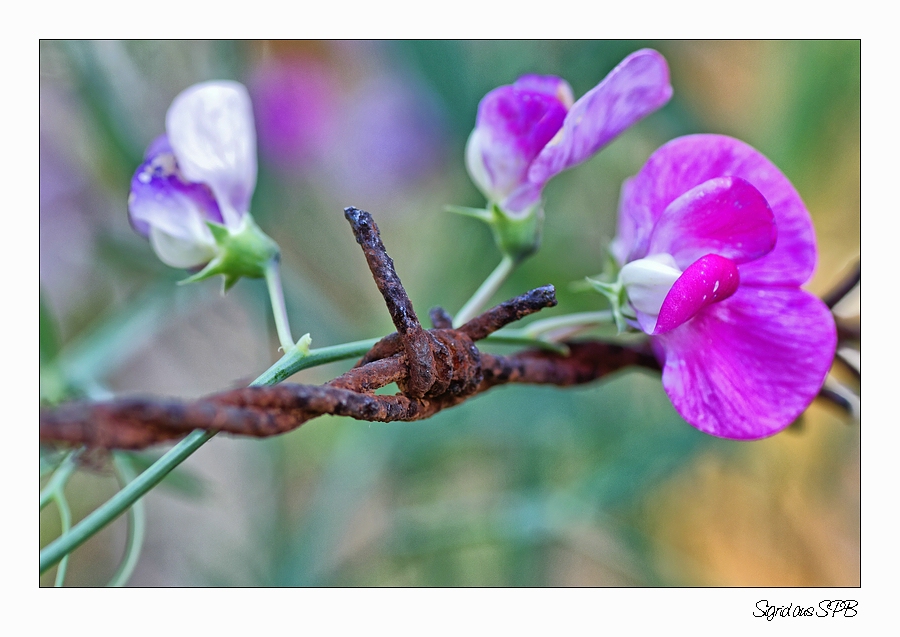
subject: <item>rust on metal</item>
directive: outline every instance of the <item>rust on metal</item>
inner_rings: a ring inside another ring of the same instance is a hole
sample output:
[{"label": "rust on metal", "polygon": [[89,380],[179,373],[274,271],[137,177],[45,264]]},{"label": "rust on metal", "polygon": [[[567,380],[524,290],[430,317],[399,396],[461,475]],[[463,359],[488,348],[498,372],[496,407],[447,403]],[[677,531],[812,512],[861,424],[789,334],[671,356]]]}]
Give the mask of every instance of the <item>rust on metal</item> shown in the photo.
[{"label": "rust on metal", "polygon": [[[121,398],[74,402],[41,413],[45,442],[94,449],[141,449],[177,440],[195,429],[265,437],[296,429],[324,414],[370,422],[412,421],[433,416],[492,387],[508,383],[575,385],[632,365],[659,369],[651,354],[599,341],[568,343],[569,354],[528,350],[512,356],[475,346],[494,331],[556,305],[553,286],[501,303],[458,329],[442,308],[419,323],[412,303],[371,215],[344,211],[397,328],[356,367],[324,385],[282,383],[225,391],[195,401]],[[374,392],[397,383],[393,396]]]}]

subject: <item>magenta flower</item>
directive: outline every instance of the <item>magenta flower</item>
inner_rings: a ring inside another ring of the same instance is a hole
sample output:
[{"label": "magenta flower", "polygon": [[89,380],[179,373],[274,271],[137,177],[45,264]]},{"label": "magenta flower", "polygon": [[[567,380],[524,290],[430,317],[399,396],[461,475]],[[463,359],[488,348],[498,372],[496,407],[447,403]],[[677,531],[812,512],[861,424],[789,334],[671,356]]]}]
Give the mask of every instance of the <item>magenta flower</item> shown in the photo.
[{"label": "magenta flower", "polygon": [[167,265],[203,266],[220,254],[207,222],[237,233],[256,186],[256,132],[237,82],[195,84],[166,114],[166,134],[131,180],[131,224]]},{"label": "magenta flower", "polygon": [[547,181],[579,164],[672,96],[665,59],[632,53],[573,104],[553,76],[526,75],[488,93],[466,145],[466,167],[490,204],[513,215],[540,204]]},{"label": "magenta flower", "polygon": [[722,135],[657,150],[625,182],[612,250],[629,322],[651,335],[663,387],[691,425],[762,438],[815,398],[837,338],[825,304],[800,289],[815,234],[758,151]]}]

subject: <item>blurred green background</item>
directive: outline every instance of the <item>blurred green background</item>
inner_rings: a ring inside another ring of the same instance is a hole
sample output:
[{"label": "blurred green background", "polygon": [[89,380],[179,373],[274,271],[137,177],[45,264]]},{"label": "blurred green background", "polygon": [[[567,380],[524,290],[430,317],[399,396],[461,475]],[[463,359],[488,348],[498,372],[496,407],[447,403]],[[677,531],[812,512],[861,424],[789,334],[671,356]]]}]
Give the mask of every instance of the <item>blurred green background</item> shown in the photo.
[{"label": "blurred green background", "polygon": [[[42,41],[42,395],[196,397],[277,358],[262,282],[176,286],[128,224],[131,175],[187,86],[249,87],[252,212],[282,248],[295,335],[321,347],[392,331],[344,206],[373,213],[420,315],[455,311],[499,261],[487,228],[442,211],[483,204],[463,165],[478,101],[524,73],[577,98],[645,46],[669,61],[672,101],[551,182],[543,246],[494,301],[552,283],[542,318],[600,309],[570,283],[602,269],[622,180],[698,132],[793,181],[819,240],[809,288],[833,286],[860,250],[858,41]],[[219,436],[151,492],[131,584],[855,586],[859,458],[858,422],[827,405],[767,440],[718,440],[646,372],[496,389],[425,422],[323,417]],[[67,491],[76,519],[116,488],[93,464]],[[49,507],[41,545],[58,532]],[[104,584],[125,534],[119,520],[76,550],[67,585]]]}]

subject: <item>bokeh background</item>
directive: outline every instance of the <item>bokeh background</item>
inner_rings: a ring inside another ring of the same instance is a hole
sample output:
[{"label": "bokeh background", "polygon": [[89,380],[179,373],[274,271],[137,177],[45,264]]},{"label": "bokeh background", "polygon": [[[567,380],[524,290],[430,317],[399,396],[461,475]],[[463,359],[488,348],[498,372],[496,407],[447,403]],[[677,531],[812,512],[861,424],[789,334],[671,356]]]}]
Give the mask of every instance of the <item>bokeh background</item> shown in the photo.
[{"label": "bokeh background", "polygon": [[[524,73],[560,75],[578,97],[644,46],[669,61],[674,98],[551,182],[543,246],[494,300],[552,283],[560,304],[542,318],[602,308],[570,284],[602,270],[622,180],[698,132],[743,139],[793,181],[819,240],[809,289],[830,289],[860,251],[858,41],[42,41],[42,396],[190,398],[277,358],[262,282],[225,297],[218,281],[176,286],[183,272],[128,224],[131,175],[187,86],[250,89],[252,212],[281,246],[295,335],[321,347],[392,330],[344,206],[374,214],[421,315],[458,309],[499,260],[486,227],[443,211],[483,204],[463,165],[478,101]],[[425,422],[219,436],[147,496],[131,584],[855,586],[859,432],[817,401],[773,438],[714,439],[658,375],[629,371],[496,389]],[[76,519],[115,489],[95,458],[67,491]],[[58,532],[51,506],[41,545]],[[104,584],[125,536],[119,520],[76,550],[67,585]]]}]

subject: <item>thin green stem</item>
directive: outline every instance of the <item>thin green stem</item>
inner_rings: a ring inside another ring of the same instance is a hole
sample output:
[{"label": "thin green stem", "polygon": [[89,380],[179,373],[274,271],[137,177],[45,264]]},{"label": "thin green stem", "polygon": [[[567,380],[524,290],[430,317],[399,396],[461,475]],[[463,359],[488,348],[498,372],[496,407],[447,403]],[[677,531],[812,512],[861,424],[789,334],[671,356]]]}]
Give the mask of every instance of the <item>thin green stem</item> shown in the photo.
[{"label": "thin green stem", "polygon": [[[128,486],[137,477],[137,473],[127,456],[119,453],[113,454],[113,464],[115,465],[116,477],[121,488]],[[147,514],[144,510],[144,501],[138,500],[128,509],[128,540],[125,543],[125,555],[107,586],[125,586],[128,580],[131,579],[131,574],[134,573],[138,559],[141,556],[146,528]]]},{"label": "thin green stem", "polygon": [[[53,493],[53,502],[56,504],[56,508],[59,511],[59,527],[60,527],[60,535],[65,535],[68,533],[69,529],[72,528],[72,511],[69,509],[69,502],[66,500],[66,494],[63,492],[63,488],[60,487],[58,491]],[[69,566],[69,556],[66,555],[59,562],[59,567],[56,569],[56,581],[54,582],[54,586],[61,587],[63,582],[66,579],[66,569]],[[43,571],[41,571],[43,573]]]},{"label": "thin green stem", "polygon": [[[306,354],[294,348],[293,351],[282,356],[277,363],[253,381],[251,386],[275,385],[302,369],[362,356],[378,340],[369,339],[323,347],[317,350],[310,350]],[[146,471],[129,482],[128,486],[85,516],[83,520],[68,532],[63,533],[44,547],[41,551],[40,572],[46,572],[88,538],[122,515],[144,494],[159,484],[172,469],[189,458],[192,453],[206,444],[214,435],[214,433],[201,429],[192,431],[178,444],[169,449],[159,460],[150,465]]]},{"label": "thin green stem", "polygon": [[574,336],[578,332],[611,323],[613,320],[613,313],[608,310],[576,312],[534,321],[518,329],[507,327],[499,332],[494,332],[487,337],[487,340],[509,345],[531,345],[567,354],[568,348],[561,345],[560,341]]},{"label": "thin green stem", "polygon": [[522,332],[530,336],[540,336],[547,332],[552,332],[564,327],[581,327],[588,328],[595,325],[603,325],[613,320],[613,313],[609,310],[600,312],[575,312],[573,314],[563,314],[562,316],[554,316],[552,318],[541,319],[529,323],[522,328]]},{"label": "thin green stem", "polygon": [[128,507],[137,502],[141,496],[165,478],[172,469],[203,446],[213,435],[202,430],[192,431],[181,442],[148,467],[144,473],[132,480],[127,487],[85,516],[68,533],[63,533],[44,547],[41,551],[40,572],[45,572],[56,562],[63,559],[64,556],[81,546],[100,529],[119,517]]},{"label": "thin green stem", "polygon": [[266,266],[266,286],[269,288],[269,300],[272,302],[272,314],[275,317],[278,340],[281,343],[281,349],[287,354],[294,348],[294,337],[291,336],[287,306],[284,303],[284,289],[281,287],[281,268],[278,258],[272,259]]},{"label": "thin green stem", "polygon": [[485,303],[494,296],[497,290],[500,289],[500,286],[503,285],[503,282],[516,269],[516,265],[518,265],[518,262],[515,259],[510,256],[504,256],[503,260],[500,261],[500,265],[491,272],[488,278],[484,280],[484,283],[481,284],[481,287],[475,290],[472,298],[456,313],[456,317],[453,319],[453,327],[459,327],[475,318],[481,312],[481,308],[484,307]]},{"label": "thin green stem", "polygon": [[569,348],[553,341],[537,338],[526,333],[525,330],[500,330],[488,336],[486,341],[490,343],[502,343],[503,345],[524,345],[526,347],[538,347],[557,354],[568,354]]},{"label": "thin green stem", "polygon": [[319,365],[348,358],[359,358],[372,349],[372,346],[380,340],[380,338],[369,338],[364,341],[353,341],[351,343],[311,349],[306,353],[299,349],[288,352],[281,357],[281,360],[263,372],[259,378],[250,383],[250,386],[277,385],[297,372],[310,367],[318,367]]},{"label": "thin green stem", "polygon": [[66,487],[66,483],[69,481],[69,478],[72,477],[76,467],[75,453],[72,452],[59,464],[56,471],[50,476],[50,480],[47,481],[47,486],[41,491],[41,511],[53,501],[54,495]]}]

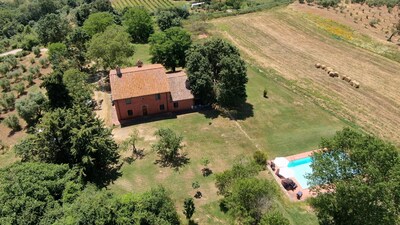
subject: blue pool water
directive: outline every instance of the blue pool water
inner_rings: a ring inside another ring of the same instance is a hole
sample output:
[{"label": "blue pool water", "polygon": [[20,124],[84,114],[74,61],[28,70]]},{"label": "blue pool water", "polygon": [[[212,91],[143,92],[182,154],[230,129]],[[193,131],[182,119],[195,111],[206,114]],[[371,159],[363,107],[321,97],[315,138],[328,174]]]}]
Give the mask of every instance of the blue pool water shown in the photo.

================================

### [WHAT THIS TASK INVOLVES]
Go through the data and count every line where the word "subject" appears. Give only that count.

### [ANSWER TO THIS PROBLEM]
6